## [WHAT TO DO]
The required answer is a copy of each line in the entries below that includes "stone".

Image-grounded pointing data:
· · · · · · ·

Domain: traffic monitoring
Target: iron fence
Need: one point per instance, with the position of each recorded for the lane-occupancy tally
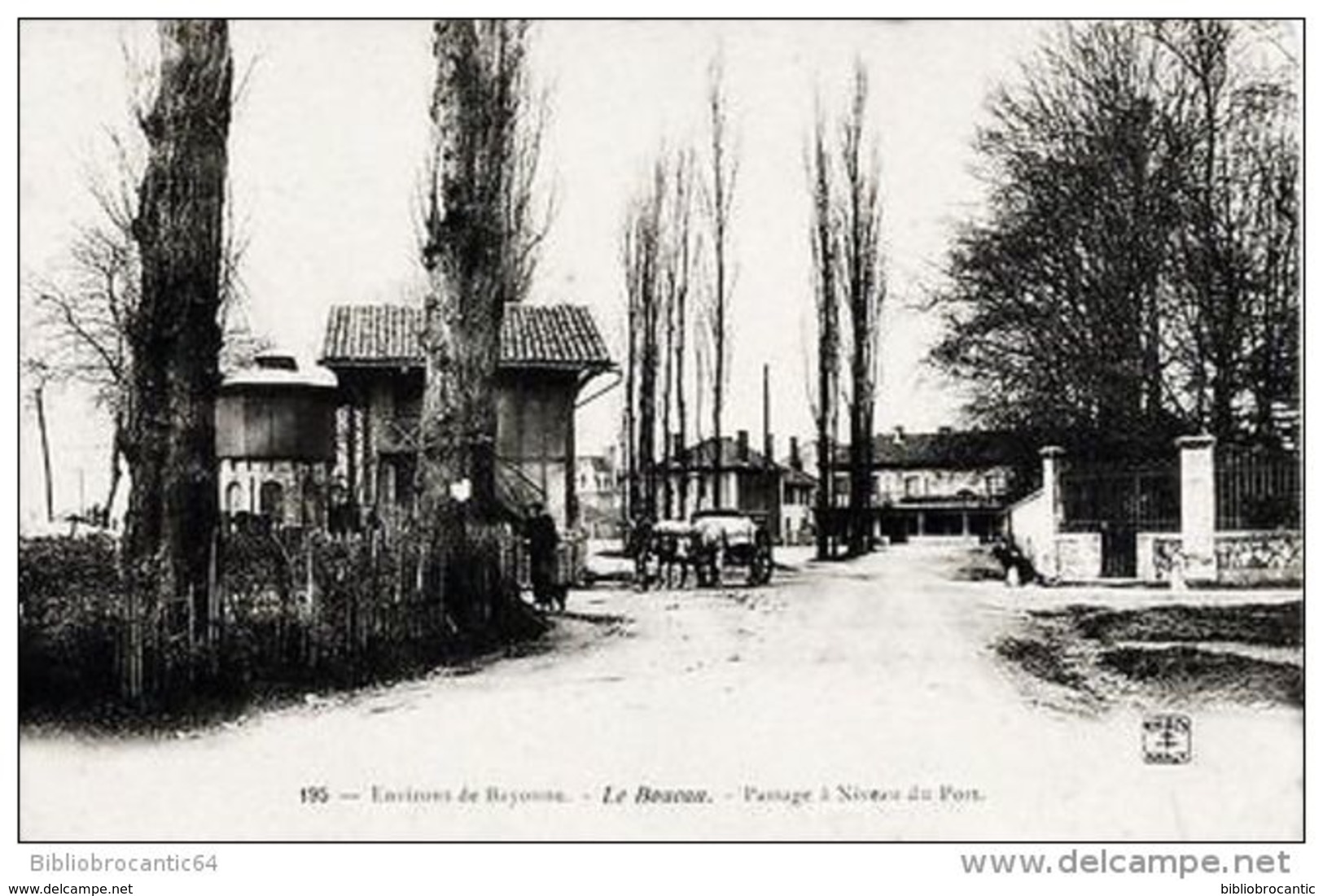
(1257, 488)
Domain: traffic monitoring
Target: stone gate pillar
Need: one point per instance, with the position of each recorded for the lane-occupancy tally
(1198, 508)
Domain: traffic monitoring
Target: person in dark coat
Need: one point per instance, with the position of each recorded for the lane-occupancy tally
(543, 540)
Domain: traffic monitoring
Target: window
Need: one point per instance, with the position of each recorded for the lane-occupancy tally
(914, 485)
(271, 500)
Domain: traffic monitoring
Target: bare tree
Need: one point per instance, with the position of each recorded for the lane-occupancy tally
(826, 251)
(175, 330)
(681, 260)
(1138, 269)
(719, 193)
(848, 271)
(864, 287)
(642, 260)
(480, 252)
(40, 374)
(1238, 256)
(84, 308)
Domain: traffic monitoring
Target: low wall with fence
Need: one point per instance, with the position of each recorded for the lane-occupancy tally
(1206, 513)
(1242, 558)
(286, 610)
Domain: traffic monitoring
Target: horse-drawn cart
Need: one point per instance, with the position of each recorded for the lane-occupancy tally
(711, 544)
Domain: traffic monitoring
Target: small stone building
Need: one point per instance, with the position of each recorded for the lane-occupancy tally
(548, 353)
(275, 442)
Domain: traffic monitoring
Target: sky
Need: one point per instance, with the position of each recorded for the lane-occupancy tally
(331, 129)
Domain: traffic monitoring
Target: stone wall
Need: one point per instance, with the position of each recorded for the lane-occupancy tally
(1079, 557)
(1255, 558)
(1244, 558)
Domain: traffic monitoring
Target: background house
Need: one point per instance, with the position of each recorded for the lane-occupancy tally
(598, 493)
(751, 480)
(945, 484)
(546, 355)
(798, 495)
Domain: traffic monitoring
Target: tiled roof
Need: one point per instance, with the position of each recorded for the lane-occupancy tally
(703, 455)
(798, 478)
(531, 336)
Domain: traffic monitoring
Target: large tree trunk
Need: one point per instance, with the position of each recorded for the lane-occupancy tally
(175, 336)
(475, 110)
(38, 398)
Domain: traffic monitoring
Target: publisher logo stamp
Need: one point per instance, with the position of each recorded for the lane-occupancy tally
(1167, 739)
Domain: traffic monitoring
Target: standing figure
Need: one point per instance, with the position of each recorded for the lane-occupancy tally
(543, 540)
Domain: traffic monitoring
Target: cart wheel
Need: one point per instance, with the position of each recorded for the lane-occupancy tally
(760, 569)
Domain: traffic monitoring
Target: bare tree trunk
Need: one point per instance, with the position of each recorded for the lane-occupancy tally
(724, 171)
(826, 250)
(116, 443)
(865, 288)
(38, 396)
(175, 336)
(475, 110)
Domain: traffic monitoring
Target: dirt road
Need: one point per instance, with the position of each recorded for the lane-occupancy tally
(852, 701)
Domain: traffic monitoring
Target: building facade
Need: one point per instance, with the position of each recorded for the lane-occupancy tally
(275, 443)
(548, 353)
(946, 484)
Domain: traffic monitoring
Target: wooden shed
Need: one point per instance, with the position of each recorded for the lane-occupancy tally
(275, 442)
(546, 356)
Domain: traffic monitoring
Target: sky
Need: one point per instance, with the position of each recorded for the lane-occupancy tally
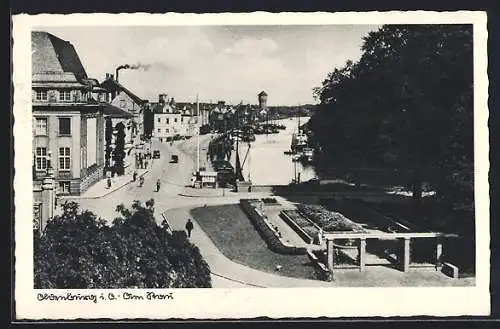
(230, 63)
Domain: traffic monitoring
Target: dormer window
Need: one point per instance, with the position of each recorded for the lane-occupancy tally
(65, 95)
(41, 95)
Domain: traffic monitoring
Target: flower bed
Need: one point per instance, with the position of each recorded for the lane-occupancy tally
(303, 227)
(267, 234)
(329, 220)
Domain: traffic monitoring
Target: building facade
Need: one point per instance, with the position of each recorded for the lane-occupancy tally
(169, 120)
(126, 100)
(68, 115)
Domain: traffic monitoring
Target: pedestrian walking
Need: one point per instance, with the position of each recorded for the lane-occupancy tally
(189, 227)
(158, 185)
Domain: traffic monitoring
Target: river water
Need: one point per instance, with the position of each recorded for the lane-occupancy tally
(266, 162)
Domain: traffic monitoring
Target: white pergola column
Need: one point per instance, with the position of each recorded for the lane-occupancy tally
(330, 255)
(406, 254)
(439, 251)
(362, 254)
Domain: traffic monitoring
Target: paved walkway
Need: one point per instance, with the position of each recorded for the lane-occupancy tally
(100, 189)
(223, 267)
(226, 273)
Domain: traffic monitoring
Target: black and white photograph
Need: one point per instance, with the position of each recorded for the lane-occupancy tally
(321, 156)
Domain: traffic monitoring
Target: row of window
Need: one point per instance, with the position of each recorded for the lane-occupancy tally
(64, 157)
(167, 121)
(41, 126)
(64, 95)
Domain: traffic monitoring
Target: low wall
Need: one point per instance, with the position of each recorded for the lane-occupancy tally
(306, 237)
(267, 234)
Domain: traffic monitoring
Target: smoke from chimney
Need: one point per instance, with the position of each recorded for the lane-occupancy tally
(138, 66)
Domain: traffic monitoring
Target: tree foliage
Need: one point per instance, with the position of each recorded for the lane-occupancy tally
(80, 251)
(119, 152)
(148, 123)
(406, 104)
(108, 136)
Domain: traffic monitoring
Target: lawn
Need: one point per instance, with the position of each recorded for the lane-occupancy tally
(235, 236)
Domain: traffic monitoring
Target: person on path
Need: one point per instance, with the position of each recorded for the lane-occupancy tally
(189, 227)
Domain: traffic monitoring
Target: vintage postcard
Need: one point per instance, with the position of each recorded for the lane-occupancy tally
(178, 164)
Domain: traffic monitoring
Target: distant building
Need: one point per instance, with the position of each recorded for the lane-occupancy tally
(171, 119)
(262, 96)
(69, 111)
(125, 99)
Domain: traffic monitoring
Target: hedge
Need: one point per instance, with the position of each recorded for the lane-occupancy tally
(272, 241)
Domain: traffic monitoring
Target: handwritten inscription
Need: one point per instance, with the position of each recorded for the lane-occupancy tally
(105, 296)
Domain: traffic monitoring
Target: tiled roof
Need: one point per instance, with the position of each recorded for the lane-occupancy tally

· · · · · · ·

## [EXPECTED OUTPUT]
Target: stone gate pillar
Target: small stone building
Target: stone wall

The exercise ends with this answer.